● What is expected
Pull every line from the records below and reproduce each one unchanged.

++++

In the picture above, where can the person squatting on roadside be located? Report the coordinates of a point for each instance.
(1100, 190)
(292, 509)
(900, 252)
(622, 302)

++++

● Response
In the picture above, where can the person squatting on roadside be located? Report the coordinates of a point for each instance.
(1100, 190)
(292, 509)
(900, 252)
(622, 302)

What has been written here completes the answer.